### Source data
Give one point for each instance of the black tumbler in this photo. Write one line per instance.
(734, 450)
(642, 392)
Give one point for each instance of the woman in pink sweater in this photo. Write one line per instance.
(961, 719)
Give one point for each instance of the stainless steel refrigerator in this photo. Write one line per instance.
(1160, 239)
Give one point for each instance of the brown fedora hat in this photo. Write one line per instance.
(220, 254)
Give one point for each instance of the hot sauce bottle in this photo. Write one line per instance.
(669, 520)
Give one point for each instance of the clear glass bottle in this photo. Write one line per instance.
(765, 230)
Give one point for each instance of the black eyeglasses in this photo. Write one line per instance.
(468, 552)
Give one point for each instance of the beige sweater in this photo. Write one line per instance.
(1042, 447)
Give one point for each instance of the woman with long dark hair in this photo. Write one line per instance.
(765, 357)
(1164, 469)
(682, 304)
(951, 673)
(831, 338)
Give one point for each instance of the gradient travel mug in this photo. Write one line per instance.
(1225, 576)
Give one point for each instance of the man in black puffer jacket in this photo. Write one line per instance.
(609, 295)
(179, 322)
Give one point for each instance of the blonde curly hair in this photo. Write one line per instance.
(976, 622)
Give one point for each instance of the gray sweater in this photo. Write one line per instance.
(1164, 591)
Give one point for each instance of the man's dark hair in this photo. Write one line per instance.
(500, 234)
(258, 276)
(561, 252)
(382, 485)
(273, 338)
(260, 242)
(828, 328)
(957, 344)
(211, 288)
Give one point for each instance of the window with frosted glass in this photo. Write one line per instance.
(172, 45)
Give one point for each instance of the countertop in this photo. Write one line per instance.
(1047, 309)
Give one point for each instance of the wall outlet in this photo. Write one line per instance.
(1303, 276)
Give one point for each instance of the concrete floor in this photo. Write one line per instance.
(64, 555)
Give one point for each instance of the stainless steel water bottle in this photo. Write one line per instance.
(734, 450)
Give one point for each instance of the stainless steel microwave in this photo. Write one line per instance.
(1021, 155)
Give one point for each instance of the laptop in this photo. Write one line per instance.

...

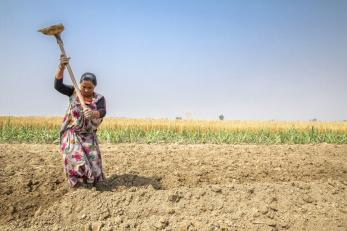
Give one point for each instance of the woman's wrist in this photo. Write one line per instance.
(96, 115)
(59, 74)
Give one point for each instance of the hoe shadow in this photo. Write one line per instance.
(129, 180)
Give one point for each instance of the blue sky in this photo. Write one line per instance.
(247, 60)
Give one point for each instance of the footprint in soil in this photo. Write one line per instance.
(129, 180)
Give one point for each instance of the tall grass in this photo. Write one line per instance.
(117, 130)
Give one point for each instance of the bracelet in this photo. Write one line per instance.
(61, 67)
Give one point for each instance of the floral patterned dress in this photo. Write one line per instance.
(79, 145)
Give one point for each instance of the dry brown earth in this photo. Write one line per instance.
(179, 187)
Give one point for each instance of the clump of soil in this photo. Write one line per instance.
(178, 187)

--

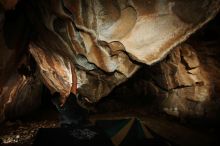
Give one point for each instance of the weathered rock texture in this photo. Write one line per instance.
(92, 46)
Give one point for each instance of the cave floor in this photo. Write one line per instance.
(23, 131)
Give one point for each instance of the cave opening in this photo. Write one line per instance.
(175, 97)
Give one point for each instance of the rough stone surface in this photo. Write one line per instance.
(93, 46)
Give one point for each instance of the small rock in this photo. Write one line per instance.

### Given instruction
Locate each line in the records above that contains the string "woman" and copy those lines out in full. Matching is case-sensitive.

### Output
Give one point for each instance of the woman in pink sweater in this photo. Write one line per instance.
Give one point for each instance of the woman with long dark hair in this photo. Write one line per instance.
Give one point for each instance of the woman's wrist in this photo. Write one line per instance.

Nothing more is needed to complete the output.